──────── DATA FOR THIS EXERCISE ────────

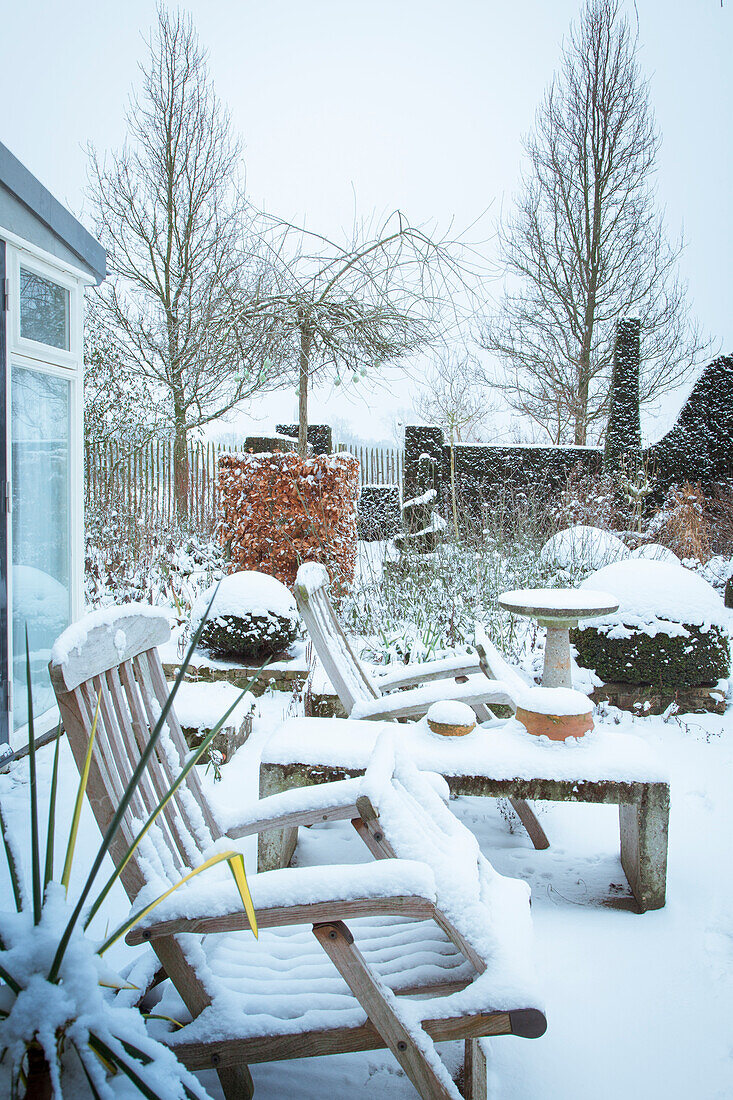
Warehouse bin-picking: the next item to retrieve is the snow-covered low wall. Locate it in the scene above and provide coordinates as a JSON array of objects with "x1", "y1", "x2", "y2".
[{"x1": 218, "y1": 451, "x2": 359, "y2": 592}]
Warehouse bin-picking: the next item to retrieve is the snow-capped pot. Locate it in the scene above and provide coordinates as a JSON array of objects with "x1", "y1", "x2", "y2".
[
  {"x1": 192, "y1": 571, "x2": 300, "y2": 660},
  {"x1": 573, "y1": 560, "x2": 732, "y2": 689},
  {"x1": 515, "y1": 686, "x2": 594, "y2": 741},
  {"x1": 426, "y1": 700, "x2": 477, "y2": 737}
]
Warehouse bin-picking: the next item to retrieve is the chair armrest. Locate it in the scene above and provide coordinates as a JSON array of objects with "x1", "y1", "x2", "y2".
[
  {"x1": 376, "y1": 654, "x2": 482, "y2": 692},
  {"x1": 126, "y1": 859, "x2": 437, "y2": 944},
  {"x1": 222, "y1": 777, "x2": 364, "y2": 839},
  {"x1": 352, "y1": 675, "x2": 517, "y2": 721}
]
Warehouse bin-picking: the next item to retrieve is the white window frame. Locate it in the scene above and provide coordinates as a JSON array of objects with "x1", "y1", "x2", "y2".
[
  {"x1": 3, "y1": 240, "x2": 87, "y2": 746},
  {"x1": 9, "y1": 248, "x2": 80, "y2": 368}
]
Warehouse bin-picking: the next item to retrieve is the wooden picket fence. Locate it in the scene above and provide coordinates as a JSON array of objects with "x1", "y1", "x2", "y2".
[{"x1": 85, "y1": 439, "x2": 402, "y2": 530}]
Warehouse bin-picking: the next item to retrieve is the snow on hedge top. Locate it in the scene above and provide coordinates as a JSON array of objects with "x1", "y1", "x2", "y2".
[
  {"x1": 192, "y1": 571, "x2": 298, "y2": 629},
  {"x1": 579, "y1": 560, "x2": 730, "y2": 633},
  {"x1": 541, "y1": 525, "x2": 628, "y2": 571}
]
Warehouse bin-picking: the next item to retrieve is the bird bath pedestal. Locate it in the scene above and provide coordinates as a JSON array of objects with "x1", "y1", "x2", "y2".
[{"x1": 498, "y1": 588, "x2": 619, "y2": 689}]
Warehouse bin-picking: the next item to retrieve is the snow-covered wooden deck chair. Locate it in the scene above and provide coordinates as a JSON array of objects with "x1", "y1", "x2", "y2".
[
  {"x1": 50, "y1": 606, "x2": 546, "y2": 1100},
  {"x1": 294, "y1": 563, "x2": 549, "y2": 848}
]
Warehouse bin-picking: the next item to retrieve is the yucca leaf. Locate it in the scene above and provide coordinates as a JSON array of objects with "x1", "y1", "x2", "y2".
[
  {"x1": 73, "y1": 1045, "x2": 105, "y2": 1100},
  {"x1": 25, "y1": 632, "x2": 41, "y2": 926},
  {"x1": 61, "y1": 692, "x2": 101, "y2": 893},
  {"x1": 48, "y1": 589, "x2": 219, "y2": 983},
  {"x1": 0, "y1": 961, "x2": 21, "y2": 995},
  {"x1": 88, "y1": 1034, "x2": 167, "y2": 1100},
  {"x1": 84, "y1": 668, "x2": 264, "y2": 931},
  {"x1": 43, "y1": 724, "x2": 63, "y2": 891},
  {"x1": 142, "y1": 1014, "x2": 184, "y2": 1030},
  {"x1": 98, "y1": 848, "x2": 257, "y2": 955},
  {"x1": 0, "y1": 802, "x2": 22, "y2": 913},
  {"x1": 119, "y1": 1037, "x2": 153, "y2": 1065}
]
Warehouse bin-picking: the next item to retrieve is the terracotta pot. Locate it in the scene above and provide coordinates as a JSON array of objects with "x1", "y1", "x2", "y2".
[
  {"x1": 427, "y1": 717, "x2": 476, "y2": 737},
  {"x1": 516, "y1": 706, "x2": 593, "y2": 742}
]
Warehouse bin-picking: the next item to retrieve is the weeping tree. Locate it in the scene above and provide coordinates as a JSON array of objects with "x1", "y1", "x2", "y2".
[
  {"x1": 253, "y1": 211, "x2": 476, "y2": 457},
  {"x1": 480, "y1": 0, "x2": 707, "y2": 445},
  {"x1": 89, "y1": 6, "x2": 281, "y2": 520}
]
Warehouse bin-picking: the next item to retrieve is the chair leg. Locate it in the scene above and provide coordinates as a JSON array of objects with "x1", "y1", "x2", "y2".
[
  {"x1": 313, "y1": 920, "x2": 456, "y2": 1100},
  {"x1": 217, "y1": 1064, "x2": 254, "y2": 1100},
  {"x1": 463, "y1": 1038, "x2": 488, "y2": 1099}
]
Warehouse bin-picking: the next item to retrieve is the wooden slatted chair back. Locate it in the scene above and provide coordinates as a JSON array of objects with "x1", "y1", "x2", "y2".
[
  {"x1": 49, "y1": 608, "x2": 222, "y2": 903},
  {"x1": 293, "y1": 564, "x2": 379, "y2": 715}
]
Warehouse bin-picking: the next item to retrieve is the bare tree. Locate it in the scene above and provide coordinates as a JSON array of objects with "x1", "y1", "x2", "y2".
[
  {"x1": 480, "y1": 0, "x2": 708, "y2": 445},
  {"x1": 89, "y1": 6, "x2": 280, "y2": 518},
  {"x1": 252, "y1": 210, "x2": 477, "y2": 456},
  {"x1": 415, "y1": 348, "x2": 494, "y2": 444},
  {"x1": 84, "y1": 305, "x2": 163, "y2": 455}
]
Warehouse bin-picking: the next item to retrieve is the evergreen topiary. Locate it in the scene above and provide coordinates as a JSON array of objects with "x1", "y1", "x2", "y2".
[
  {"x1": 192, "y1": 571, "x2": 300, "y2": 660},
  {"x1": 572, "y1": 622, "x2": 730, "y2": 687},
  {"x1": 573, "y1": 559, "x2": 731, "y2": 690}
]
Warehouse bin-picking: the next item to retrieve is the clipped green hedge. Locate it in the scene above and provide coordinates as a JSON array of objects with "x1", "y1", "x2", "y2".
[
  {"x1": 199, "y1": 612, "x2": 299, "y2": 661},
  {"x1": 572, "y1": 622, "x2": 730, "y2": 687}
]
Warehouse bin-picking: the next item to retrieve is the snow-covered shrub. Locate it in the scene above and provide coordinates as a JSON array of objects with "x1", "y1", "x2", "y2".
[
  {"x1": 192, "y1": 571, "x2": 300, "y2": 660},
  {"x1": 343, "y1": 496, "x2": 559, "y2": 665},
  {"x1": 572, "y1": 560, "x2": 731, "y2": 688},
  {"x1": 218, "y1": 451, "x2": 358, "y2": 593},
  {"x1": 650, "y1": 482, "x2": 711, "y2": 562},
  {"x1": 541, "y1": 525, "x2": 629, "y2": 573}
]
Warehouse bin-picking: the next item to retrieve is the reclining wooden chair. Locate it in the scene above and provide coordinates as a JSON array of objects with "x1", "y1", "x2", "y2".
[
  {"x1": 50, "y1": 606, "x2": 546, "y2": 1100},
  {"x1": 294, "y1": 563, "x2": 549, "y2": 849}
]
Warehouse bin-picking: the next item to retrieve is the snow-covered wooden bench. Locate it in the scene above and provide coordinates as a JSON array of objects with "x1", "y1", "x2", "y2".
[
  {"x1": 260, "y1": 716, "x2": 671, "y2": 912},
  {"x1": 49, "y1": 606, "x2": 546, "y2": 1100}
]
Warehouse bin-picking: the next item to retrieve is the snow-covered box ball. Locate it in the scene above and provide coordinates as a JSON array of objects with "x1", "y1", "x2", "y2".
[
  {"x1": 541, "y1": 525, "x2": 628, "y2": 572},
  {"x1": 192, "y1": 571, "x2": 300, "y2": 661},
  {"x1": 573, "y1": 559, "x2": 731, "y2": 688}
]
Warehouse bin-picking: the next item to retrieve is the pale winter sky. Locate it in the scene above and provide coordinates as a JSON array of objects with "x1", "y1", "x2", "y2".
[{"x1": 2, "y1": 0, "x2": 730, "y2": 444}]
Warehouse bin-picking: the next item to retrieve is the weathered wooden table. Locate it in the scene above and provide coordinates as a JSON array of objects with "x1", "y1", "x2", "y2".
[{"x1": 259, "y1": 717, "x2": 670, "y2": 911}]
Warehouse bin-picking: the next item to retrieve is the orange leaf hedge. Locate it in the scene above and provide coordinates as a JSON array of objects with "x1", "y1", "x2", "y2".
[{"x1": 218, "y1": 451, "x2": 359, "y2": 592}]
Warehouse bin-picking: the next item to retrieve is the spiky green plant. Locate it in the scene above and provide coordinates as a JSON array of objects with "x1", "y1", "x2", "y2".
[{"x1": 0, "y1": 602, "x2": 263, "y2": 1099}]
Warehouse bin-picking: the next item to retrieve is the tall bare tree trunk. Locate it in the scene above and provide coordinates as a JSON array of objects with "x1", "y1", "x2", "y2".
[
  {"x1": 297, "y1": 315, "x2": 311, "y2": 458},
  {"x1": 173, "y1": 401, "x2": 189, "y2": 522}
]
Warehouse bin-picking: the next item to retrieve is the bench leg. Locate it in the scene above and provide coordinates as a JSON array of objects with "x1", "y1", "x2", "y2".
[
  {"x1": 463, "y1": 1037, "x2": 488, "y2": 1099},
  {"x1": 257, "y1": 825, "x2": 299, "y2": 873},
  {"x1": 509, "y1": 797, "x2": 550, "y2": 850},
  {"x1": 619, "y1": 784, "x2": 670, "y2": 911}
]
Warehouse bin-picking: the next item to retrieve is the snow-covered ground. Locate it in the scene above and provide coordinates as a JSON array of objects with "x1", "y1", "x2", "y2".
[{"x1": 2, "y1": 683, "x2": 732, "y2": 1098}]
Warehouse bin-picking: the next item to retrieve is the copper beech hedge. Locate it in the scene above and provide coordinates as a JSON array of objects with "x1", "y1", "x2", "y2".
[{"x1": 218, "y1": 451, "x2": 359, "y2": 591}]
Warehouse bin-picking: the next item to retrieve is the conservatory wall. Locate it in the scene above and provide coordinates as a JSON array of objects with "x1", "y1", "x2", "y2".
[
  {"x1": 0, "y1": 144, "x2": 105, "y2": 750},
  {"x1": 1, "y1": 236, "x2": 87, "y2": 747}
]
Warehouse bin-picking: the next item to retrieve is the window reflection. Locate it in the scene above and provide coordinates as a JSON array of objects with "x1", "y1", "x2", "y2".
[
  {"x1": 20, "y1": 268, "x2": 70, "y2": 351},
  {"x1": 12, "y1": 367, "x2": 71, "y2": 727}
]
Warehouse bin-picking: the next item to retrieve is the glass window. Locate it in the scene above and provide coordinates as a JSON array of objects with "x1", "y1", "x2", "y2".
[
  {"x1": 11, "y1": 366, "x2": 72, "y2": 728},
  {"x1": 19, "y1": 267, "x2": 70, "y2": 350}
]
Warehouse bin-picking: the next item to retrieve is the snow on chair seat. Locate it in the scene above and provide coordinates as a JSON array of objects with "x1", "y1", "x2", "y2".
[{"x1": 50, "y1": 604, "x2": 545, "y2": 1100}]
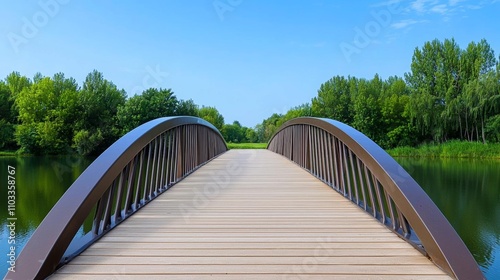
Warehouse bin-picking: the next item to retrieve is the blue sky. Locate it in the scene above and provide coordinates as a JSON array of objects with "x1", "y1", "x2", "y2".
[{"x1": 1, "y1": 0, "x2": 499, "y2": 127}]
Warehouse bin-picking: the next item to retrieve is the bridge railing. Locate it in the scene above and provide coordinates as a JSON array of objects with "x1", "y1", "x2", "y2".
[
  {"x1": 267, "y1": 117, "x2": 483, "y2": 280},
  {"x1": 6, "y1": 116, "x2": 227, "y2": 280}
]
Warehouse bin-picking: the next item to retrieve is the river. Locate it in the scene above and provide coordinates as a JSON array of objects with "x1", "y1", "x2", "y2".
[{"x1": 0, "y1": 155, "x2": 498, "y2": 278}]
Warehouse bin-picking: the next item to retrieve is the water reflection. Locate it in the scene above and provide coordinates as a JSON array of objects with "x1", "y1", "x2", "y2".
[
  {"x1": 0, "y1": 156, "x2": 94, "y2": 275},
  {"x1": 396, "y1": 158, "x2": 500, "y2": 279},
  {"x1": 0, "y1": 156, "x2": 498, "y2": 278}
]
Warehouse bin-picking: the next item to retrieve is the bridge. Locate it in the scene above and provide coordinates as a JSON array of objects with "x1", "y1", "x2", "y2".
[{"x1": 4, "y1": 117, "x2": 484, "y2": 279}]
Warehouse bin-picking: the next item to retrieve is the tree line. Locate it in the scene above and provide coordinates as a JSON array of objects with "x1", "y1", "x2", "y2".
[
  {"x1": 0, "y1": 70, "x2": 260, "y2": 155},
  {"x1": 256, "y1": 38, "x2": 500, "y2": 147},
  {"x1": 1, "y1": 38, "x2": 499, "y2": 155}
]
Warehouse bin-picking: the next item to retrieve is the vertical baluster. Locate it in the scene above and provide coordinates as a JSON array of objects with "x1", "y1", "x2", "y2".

────────

WHAT YOU WILL DO: Set down exactly the lines that begin with the one containing "Warehouse bin-picking: the next item to retrieve is the water" and end with the last line above, and no others.

FINISHED TASK:
Warehouse bin-picking: the next item to retrieve is the water reflection. Locate it in the scene above and provide coordinates as a JSON array of objects with "x1", "y1", "x2", "y2".
[
  {"x1": 0, "y1": 156, "x2": 94, "y2": 275},
  {"x1": 396, "y1": 158, "x2": 500, "y2": 279},
  {"x1": 0, "y1": 156, "x2": 498, "y2": 278}
]
Warehouse bin-picking: the next item to retrieve is the bridge. Locate it in the scene above and provide coordinates as a JSON array of objects with "x1", "y1", "x2", "y2".
[{"x1": 4, "y1": 117, "x2": 484, "y2": 279}]
Warehouse bin-picking: the next item to retrieve is the tree line. Locate it in the scene above and provide coordinates as a JSON array of objects with "x1", "y1", "x2", "y2".
[
  {"x1": 0, "y1": 70, "x2": 260, "y2": 155},
  {"x1": 256, "y1": 38, "x2": 500, "y2": 147},
  {"x1": 1, "y1": 38, "x2": 499, "y2": 155}
]
Warehouse bin-picking: the next item to retrieve is the vertical baluster. Locate it in the scene above and provide coordinates as a JSON array of objects with "x1", "y1", "x2", "y2".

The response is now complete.